__Task requirements__
Please rewrite everything from "Who are the" down to "before giving up?" in the interview about running a branding agency, renaming each "clients" as "customers".

__Extract provided__
_ _ _ _ _ _ _

That’s why I got on the front foot and immediately reached out to my clients to show them how I would be helping them during this time. We expanded our services during this time, taking on more for them, which proved to be really advantageous.

 

We soon found the necessity of PR and branding during times of crisis, and the importance of maintaining visibility with your audience. We were able to really show the benefits of what we do, and show our support for our clients which is something, I hope, will always make them want to stick around.

 

How do you personally measure success?

I feel successful when I feel joy in my heart. I could be poor or absolutely balling it in life but if I didn’t feel that little light inside me, tickling my heart, telling me it felt excited and passionate about the day – then there is something wrong.

 

Outsource the skill or learn the skill?

I’m all about learning new skills and staying across the latest news and trends in my industry. This is something that allows you to stay ahead of the game and give you a competitive edge over your competitors.

 

In a service-based industry I think that being equipped with as many skills as you can, which you can use to the benefit of your clients, is something that will make you an invaluable, and necessary part of their business.

 

While I know I can only truly be a master at one thing, I like to know how all the other pieces of the puzzle come together so I am always learning about complementary things in business that can help myself and my clients be successful.

 

How do you generate new ideas?

I often look at what other businesses are doing overseas, as often they’re the first to pick up new trends, so taking inspiration from that is a great way to help you stand out. I also find my mind wandering off with ideas when I listen to podcasts or read books. It just opens my mind up, I always need to have a pen to write my thoughts down – so I am not one of those people who can listen to podcasts in the car or while running. I need to be able to take down my thoughts as they come.

 

Who are the people around you that allow you to thrive and give support?

I draw a lot of motivation and inspiration from my clients. I remember being asked, who do you want to work in, it’s your business, you can literally work with anyone. That made me think that I wanted to work with people who share the same passion, work ethic and values as me because in the end, these are going to be the people I spent the most time with.

 

How long do you stick with an idea before giving up?

Depends on the idea, depends on how bad I want it. I’m not a quitter but I am also aware that sometimes things are not meant to be. I guess I tune into my gut for these decisions or look for messages from the universe.

 

What keeps you going in difficult times?

Living my life so publicly, and sharing my goals with others is one thing that helps to keep me accountable – and also knowing I have clients and team members who rely on me each day to build them up and help them grow.

 

Responsibility and being committed to the service of others always tends to get me through!

 

How do you handle doubt?

By telling myself that 99% of the things I worry about never happen. I literally imagine myself using the men in black laser beam sometimes to snap myself out of these moments of doubt.

 

Do you have a business app you can’t live without?

Instagram is a business app right? HAHA in all seriousness, I would have to say it’s the HubDoc app for keeping track of all my expenses/receipts.

 

Excluding yours, what company or business do you admire the most:

There’s an entrepreneur in the US – Jessica Zweig – who I connected with over Instagram a few years ago and I ended up meeting her on a retreat in Bali in 2018. She runs a personal branding agency called Simply Be. Like Yellowpanda, the company helps to build the public profiles for thought leaders across a range of industries with a focus on authenticity.

 

At the heart of Jessica’s work is the idea that in order to build your brand you need to be vulnerable and authentic which are principles I’ve employed in my own growth and my work with clients.

_ _ _ _ _ _ _

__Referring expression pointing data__

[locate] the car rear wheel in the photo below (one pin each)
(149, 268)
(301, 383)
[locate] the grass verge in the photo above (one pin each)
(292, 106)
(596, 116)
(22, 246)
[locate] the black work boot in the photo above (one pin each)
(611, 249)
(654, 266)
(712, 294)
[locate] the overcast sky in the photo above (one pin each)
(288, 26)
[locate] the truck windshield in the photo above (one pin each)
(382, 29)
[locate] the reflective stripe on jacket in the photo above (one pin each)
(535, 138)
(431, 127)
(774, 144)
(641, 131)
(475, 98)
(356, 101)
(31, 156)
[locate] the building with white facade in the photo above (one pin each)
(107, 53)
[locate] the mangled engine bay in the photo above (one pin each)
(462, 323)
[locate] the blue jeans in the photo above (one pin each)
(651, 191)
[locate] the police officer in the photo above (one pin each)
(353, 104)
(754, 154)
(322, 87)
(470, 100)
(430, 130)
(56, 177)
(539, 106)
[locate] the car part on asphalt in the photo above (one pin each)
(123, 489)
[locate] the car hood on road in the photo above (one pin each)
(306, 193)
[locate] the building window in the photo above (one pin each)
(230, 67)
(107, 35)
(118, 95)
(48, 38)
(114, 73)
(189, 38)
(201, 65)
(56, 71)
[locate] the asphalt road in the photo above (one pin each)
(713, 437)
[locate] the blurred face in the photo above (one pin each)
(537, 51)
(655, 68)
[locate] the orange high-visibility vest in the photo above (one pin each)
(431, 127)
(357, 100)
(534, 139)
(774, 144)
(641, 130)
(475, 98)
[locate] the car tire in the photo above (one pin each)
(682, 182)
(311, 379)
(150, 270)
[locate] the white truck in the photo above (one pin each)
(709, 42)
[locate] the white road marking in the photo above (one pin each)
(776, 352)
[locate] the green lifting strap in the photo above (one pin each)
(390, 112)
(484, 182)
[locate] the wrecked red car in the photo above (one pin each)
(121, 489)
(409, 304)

_ _ _ _ _ _ _

__Result__
Who are the people around you that allow you to thrive and give support?

I draw a lot of motivation and inspiration from my customers. I remember being asked, who do you want to work in, it’s your business, you can literally work with anyone. That made me think that I wanted to work with people who share the same passion, work ethic and values as me because in the end, these are going to be the people I spent the most time with.

 

How long do you stick with an idea before giving up?